Exercise requirements: Below is a set of records, and all of them should be retyped exactly, minus the pictures.

[Source data]
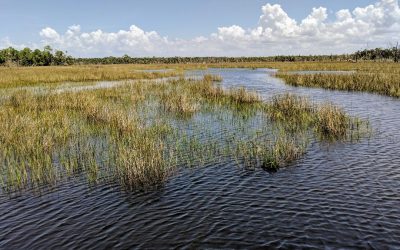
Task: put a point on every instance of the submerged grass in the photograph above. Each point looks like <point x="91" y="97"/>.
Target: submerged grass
<point x="130" y="134"/>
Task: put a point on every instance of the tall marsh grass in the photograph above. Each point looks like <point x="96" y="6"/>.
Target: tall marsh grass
<point x="130" y="134"/>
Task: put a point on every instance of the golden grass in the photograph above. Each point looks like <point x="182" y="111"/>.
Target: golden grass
<point x="27" y="76"/>
<point x="127" y="134"/>
<point x="380" y="83"/>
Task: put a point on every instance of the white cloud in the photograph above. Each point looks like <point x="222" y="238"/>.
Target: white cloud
<point x="276" y="33"/>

Exercise answer:
Task: put a point on every instance of the submerged grass in the photograph above. Each point looks like <point x="91" y="97"/>.
Target: submerged grass
<point x="130" y="134"/>
Task: put a point on every instance of the tall marsh grass in the photograph above. Each point looks like <point x="96" y="6"/>.
Target: tall marsh grass
<point x="130" y="134"/>
Task: put a point on every instance of the golden grass in the photograph above. Each point looks like <point x="182" y="111"/>.
Target: golden grass
<point x="27" y="76"/>
<point x="127" y="134"/>
<point x="380" y="83"/>
Task: put a point on every instance of the white cloud in the photograph above. Each point looks like <point x="222" y="238"/>.
Target: white cloud
<point x="276" y="33"/>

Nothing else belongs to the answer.